▶ _SOURCE EXTRACT_:
━━━

DOWNTOWN — 5 Gyres Institute, an organization founded by a Santa Monica couple, has published scientific research involving micro-plastic pollution prevalence in the Great Lakes.

Research by Dr. Marcus Eriksen and his wife, 5 Gyres Executive Director Anna Cummins, found higher concentrations of micro-plastics in the Great Lakes than in the oceans they observed.

5 Gyres, an organization founded by a Santa Monica couple, has published scientific research involving micro-plastic pollution prevalence in the Great Lakes. (Photo courtesy 5 Gyres)

Plastic micro-beads. (Photo courtesy 5 Gyres)

Eriksen said that the micro-plastics were similar in size, shape, texture, and composition to the micro-beads found in personal care products used as exfoliants.

“These products, designed to be washed down the drain, are not adequately being captured by sewage treatment,” Eriksen said.

In addition to contaminating precious marine ecosystems, plastic waste threatens wildlife, and poses risks to human health as toxic chemicals from plastic enter the food chain, Eriksen said.

5 Gyres researchers collaborated with researchers from the State University of New York (SUNY).

━━━

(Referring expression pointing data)

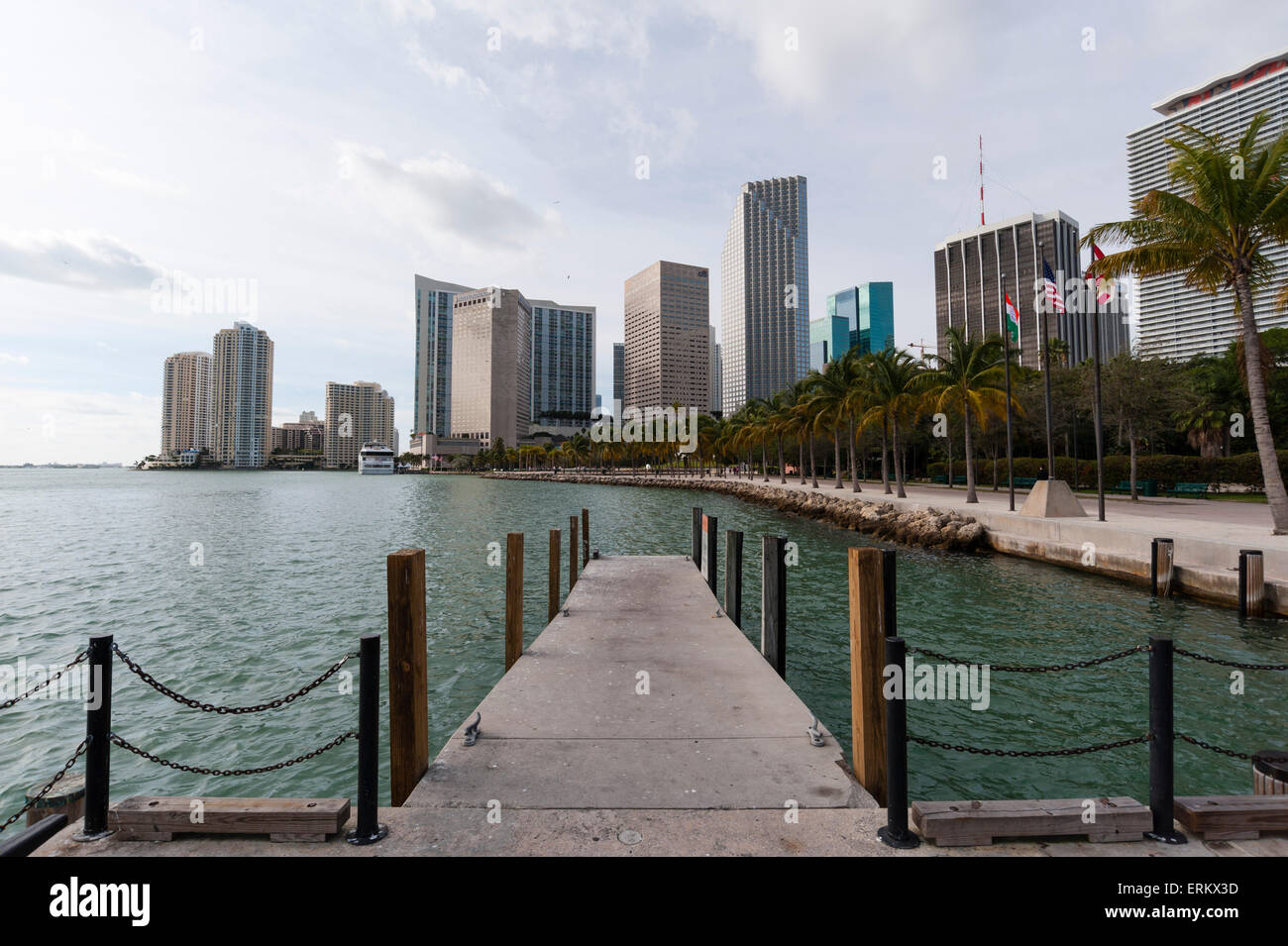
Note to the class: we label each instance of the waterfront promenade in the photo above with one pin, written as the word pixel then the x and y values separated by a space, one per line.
pixel 707 753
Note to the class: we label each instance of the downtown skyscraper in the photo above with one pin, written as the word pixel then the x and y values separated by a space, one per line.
pixel 243 382
pixel 1177 321
pixel 432 407
pixel 668 336
pixel 764 295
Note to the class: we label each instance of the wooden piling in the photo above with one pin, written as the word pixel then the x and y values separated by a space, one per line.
pixel 1160 567
pixel 733 576
pixel 709 560
pixel 408 672
pixel 572 553
pixel 1252 583
pixel 555 554
pixel 867 662
pixel 773 602
pixel 513 598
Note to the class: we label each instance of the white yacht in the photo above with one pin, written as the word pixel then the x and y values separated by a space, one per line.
pixel 375 459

━━━

▶ _REQUIRED ACTION 1_:
Write out the passage of the micro-plastics report from "Eriksen said that" to "used as exfoliants." word for word.
▶ _REQUIRED ACTION 2_:
Extend the report on 5 Gyres' Great Lakes micro-plastics research past its final sentence.

▶ _WRITTEN REPLY 1_:
Eriksen said that the micro-plastics were similar in size, shape, texture, and composition to the micro-beads found in personal care products used as exfoliants.

▶ _WRITTEN REPLY 2_:
The highest plastic concentration the institute and university found in the lakes was 466,000 particles per kilometers squared with an average of 43,000 particles/km.

Out of all the Great Lakes, Lake Erie had 90 percent of the total plastics found.

The evidence was presented in their Corporate Social Responsibility Campaign last year.

According to 5 Gyres, the campaign has caused companies like Procter & Gamble and Johnson & Johnson to remove plastic particles from their personal care products.

“This is our mission: To conduct the scientific research that equips 5 Gyres and concerned consumers to implement positive change and raise awareness of the scourge of plastic pollution in our oceans, lakes and other bodies of water,” Cummins said.